Reproduce the records below with every "Behaviour note" renamed to "Usage note", keeping everything else the same.

## START Provided information

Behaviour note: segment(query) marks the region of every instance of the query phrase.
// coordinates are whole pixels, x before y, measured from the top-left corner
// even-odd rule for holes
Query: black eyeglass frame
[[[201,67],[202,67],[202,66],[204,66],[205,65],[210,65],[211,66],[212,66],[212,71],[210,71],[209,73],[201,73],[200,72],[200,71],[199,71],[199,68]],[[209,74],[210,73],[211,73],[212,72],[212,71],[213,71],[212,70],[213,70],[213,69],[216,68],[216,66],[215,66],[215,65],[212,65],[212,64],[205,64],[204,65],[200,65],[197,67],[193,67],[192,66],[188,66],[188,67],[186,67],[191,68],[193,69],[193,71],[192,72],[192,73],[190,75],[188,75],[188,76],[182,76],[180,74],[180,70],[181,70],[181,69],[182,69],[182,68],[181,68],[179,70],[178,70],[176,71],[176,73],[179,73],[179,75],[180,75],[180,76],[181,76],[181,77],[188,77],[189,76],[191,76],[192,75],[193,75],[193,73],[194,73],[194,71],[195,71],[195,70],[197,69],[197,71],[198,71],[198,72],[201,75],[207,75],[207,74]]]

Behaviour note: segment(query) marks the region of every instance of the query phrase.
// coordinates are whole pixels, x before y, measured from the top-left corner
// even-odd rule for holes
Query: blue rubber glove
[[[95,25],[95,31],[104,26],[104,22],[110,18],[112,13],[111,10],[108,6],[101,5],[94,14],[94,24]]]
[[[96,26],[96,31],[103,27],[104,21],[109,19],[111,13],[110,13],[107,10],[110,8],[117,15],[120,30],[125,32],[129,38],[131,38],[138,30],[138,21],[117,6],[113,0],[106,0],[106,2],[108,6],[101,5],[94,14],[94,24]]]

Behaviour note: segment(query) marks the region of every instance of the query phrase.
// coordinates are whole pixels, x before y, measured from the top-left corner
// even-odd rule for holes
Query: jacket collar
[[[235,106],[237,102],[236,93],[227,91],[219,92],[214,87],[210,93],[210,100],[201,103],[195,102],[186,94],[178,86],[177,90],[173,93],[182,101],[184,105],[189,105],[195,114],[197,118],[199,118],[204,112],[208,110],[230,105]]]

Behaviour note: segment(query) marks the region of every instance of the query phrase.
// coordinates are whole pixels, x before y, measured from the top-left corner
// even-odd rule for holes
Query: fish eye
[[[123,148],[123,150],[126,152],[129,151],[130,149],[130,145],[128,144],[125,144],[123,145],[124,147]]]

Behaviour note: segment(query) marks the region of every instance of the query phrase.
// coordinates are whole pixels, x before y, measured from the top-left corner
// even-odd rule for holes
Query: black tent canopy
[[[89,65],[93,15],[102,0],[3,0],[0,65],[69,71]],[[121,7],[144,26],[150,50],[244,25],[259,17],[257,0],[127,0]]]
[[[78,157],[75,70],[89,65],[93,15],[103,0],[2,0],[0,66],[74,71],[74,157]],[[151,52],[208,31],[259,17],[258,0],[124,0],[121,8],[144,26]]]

## END Provided information

Full response →
Usage note: segment(query) marks the region of every instance of the query phrase.
// coordinates are whole pixels, x before y, measured from the top-left corner
// even-odd rule for holes
Query: black eyeglass frame
[[[201,67],[202,67],[202,66],[204,66],[205,65],[210,65],[211,66],[212,66],[212,71],[210,71],[209,73],[201,73],[200,72],[200,71],[199,71],[199,68]],[[209,74],[210,73],[211,73],[212,72],[212,71],[213,71],[212,70],[213,70],[213,69],[216,68],[216,66],[215,66],[215,65],[212,65],[212,64],[205,64],[204,65],[200,65],[197,67],[193,67],[192,66],[188,66],[188,67],[186,67],[191,68],[193,69],[193,71],[192,72],[192,73],[190,75],[188,75],[188,76],[182,76],[180,74],[180,70],[181,70],[181,69],[182,69],[182,68],[181,68],[179,70],[178,70],[176,71],[176,73],[179,73],[179,75],[180,75],[180,76],[181,76],[181,77],[188,77],[189,76],[191,76],[192,75],[193,75],[193,73],[194,73],[194,71],[195,71],[195,70],[197,69],[197,71],[198,71],[198,72],[201,75],[207,75],[207,74]]]

Usage note: segment(query) marks the region of every instance of the query phrase.
// coordinates are whole pixels, x before y, measured from the top-left corner
// even-odd rule for holes
Query: blue rubber glove
[[[95,25],[95,31],[104,26],[104,22],[110,18],[112,13],[111,10],[108,6],[101,5],[94,14],[94,24]]]
[[[96,26],[96,31],[103,27],[104,21],[109,19],[111,13],[110,13],[107,10],[110,8],[117,15],[120,30],[125,32],[129,38],[131,38],[138,30],[138,21],[117,6],[113,0],[106,0],[106,2],[108,6],[101,5],[94,14],[94,24]]]

Usage note: segment(query) marks the region of every instance of the query phrase.
// coordinates are whole pixels, x before y, measured from the top-left corner
// even-odd rule for holes
Query: jacket collar
[[[235,106],[237,102],[236,93],[227,91],[219,92],[214,87],[210,93],[210,100],[201,103],[195,102],[186,94],[178,86],[177,90],[173,93],[182,101],[184,105],[189,105],[195,114],[197,118],[199,118],[204,112],[208,110],[230,105]]]

Usage note: segment(query) marks the region of every instance of the query phrase.
// coordinates are whole pixels, x before y, measured from the top-left corner
// even-odd rule for holes
Query: fish eye
[[[123,148],[123,150],[126,152],[129,151],[130,149],[130,145],[128,144],[125,144],[123,145],[124,147]]]

Usage note: segment(query) marks the region of every instance of the query phrase.
// coordinates are whole pixels, x before y, measured from the top-left corner
// even-odd rule for holes
Query: black tent canopy
[[[89,65],[93,15],[102,0],[3,0],[0,65],[69,71]],[[121,7],[144,26],[150,50],[244,25],[259,17],[257,0],[127,0]]]
[[[78,157],[75,70],[89,65],[93,15],[103,0],[2,0],[0,66],[74,71],[74,157]],[[151,52],[208,31],[259,17],[258,0],[124,0],[121,8],[144,26]]]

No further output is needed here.